* TASK STATEMENT
Without reproducing any image, print the listing below exactly.
===============
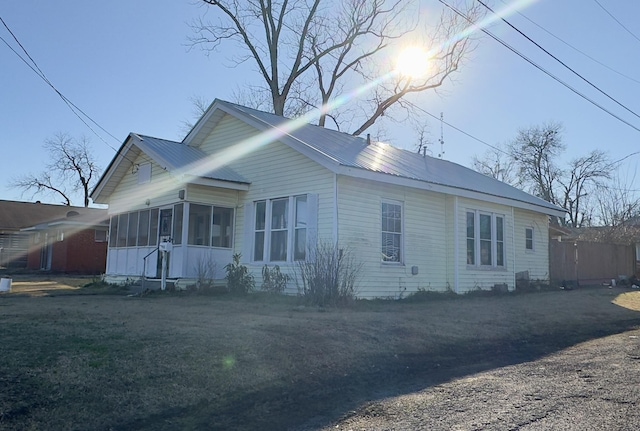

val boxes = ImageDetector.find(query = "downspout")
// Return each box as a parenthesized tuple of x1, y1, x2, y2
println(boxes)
(511, 207, 516, 291)
(334, 173, 339, 245)
(454, 196, 459, 294)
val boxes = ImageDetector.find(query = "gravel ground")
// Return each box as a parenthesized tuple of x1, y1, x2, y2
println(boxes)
(322, 328, 640, 430)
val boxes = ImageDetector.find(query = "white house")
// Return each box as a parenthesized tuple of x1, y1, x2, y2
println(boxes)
(91, 99, 565, 297)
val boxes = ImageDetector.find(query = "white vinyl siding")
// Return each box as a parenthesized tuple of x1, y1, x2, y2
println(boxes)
(107, 154, 180, 214)
(337, 176, 448, 298)
(514, 209, 550, 281)
(198, 114, 333, 286)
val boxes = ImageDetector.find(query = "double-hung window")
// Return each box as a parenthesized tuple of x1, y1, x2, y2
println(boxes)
(466, 210, 505, 268)
(252, 195, 311, 262)
(381, 201, 403, 263)
(525, 227, 534, 251)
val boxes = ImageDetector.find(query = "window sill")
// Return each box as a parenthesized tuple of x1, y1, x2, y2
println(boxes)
(186, 244, 233, 250)
(465, 265, 508, 272)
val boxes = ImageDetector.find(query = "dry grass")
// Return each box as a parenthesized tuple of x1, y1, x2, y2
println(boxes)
(0, 282, 639, 431)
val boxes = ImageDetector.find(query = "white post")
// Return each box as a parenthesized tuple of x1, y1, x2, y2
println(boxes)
(161, 249, 167, 291)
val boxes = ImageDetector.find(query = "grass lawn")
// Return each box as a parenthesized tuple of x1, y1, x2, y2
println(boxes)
(1, 281, 639, 430)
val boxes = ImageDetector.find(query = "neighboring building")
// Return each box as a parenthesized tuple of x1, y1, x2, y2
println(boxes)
(23, 211, 109, 274)
(90, 99, 565, 297)
(0, 199, 107, 273)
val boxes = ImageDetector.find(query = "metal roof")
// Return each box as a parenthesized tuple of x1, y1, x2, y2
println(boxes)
(133, 134, 250, 184)
(219, 101, 564, 215)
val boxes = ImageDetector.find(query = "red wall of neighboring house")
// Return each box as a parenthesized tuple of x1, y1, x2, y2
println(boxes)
(27, 229, 107, 274)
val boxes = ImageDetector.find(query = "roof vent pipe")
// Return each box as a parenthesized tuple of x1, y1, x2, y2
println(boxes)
(366, 133, 371, 145)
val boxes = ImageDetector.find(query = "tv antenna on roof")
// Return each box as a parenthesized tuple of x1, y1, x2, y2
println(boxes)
(438, 112, 445, 159)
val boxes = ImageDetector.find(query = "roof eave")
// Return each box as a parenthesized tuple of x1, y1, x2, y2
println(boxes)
(338, 166, 566, 217)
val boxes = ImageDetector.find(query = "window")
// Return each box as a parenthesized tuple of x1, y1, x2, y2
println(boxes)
(381, 201, 402, 263)
(109, 216, 118, 248)
(294, 196, 307, 261)
(127, 212, 138, 247)
(95, 230, 107, 243)
(270, 199, 289, 261)
(173, 204, 183, 245)
(466, 212, 475, 265)
(252, 195, 311, 262)
(138, 210, 150, 246)
(149, 209, 159, 246)
(212, 207, 233, 248)
(108, 208, 161, 248)
(479, 213, 492, 265)
(187, 204, 234, 248)
(254, 201, 266, 261)
(117, 213, 128, 247)
(525, 228, 534, 251)
(466, 210, 505, 268)
(188, 204, 211, 246)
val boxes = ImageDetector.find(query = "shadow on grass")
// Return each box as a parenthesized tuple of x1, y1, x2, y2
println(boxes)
===============
* RESULT OF THE EXERCISE
val boxes = ImageDetector.find(query = "downspout")
// Return each box as a parenthesized tuple of x1, y1, x2, y2
println(boxes)
(511, 207, 516, 291)
(334, 173, 339, 245)
(454, 196, 459, 294)
val boxes = ImageDetector.find(query = "gravel ground")
// Return each box as a parenthesized tuple of x1, y1, x2, y2
println(boxes)
(322, 328, 640, 430)
val boxes = ImageDetector.find(query = "white house")
// Return each box as a parenthesized tuple of x1, y1, x2, y2
println(boxes)
(91, 99, 565, 297)
val boxes = ImageDetector.find(query = "white vinyl siding")
// Return each box as a parenthesized tuple of x1, y1, x2, y2
println(boxes)
(107, 154, 180, 214)
(337, 176, 448, 298)
(514, 209, 550, 281)
(198, 114, 333, 286)
val boxes = ImageDetector.find(query = "double-hung window")
// Return each box as a parenthesized tuple of x1, y1, x2, y2
println(boxes)
(466, 210, 505, 268)
(252, 195, 311, 262)
(381, 201, 403, 263)
(525, 227, 534, 251)
val boxes = ImageDetector.find(query = "window sill")
// Return each box as a parenthesized tuple of x1, y1, x2, y2
println(boxes)
(186, 244, 233, 250)
(465, 265, 508, 272)
val boxes = ImageDetector.find(query = "dry grass")
// Return each box as a parenthesized tuple of x1, y1, x2, y2
println(boxes)
(0, 282, 639, 431)
val boxes = ImageDetector.find(query = "white post")
// Return each box as a parenthesized tuple of x1, y1, x2, y2
println(boxes)
(161, 249, 167, 291)
val boxes = ImageDetector.find(query = "grass lawn")
// Return each box as a parenthesized tuple of x1, y1, x2, y2
println(boxes)
(1, 281, 639, 430)
val boxes = ImageDetector.find(query = "neighboring building")
// Return each box as a parenthesized tuple of x1, y1, x2, y2
println(boxes)
(23, 211, 109, 274)
(90, 99, 565, 297)
(0, 199, 107, 273)
val boxes = ImageDetector.find(query = "metal roof")
// Return each box as a parenthesized tuple of x1, y1, x2, y2
println(boxes)
(133, 134, 250, 184)
(219, 101, 564, 215)
val boxes = ImageDetector.find(query = "red wall of neighboring house")
// Return each box as a parenthesized tuple of x1, y1, x2, y2
println(boxes)
(27, 229, 107, 274)
val boxes = ImageDetector.find(query = "roof vent pipe")
// Return each box as a parenthesized tuple of x1, y1, x2, y2
println(boxes)
(366, 133, 371, 145)
val boxes = ImageDetector.find(query = "tv antenna on roof")
// Return each box as a parenthesized tuple of x1, y1, x2, y2
println(boxes)
(438, 112, 445, 159)
val boxes = ImageDetector.find(query = "roof eave")
// Return each box as a parenthesized tuple of x1, y1, x2, y2
println(boxes)
(338, 166, 566, 217)
val boxes = ImageDetector.find(query = "window")
// Return each box as a parenthesized tuple of x1, y1, x2, y2
println(boxes)
(381, 201, 402, 263)
(109, 216, 118, 248)
(294, 196, 307, 261)
(127, 212, 138, 247)
(95, 230, 107, 243)
(270, 199, 289, 261)
(173, 204, 183, 245)
(466, 212, 475, 265)
(252, 195, 311, 262)
(138, 210, 150, 246)
(149, 209, 159, 246)
(212, 207, 233, 248)
(108, 208, 161, 248)
(479, 213, 492, 265)
(187, 204, 234, 248)
(254, 201, 266, 261)
(117, 213, 128, 247)
(525, 228, 534, 251)
(466, 210, 505, 268)
(188, 204, 211, 246)
val boxes = ImageDetector.find(query = "shadow on grass")
// Return each box as a parenthesized tuple of x1, y1, x2, y2
println(boxes)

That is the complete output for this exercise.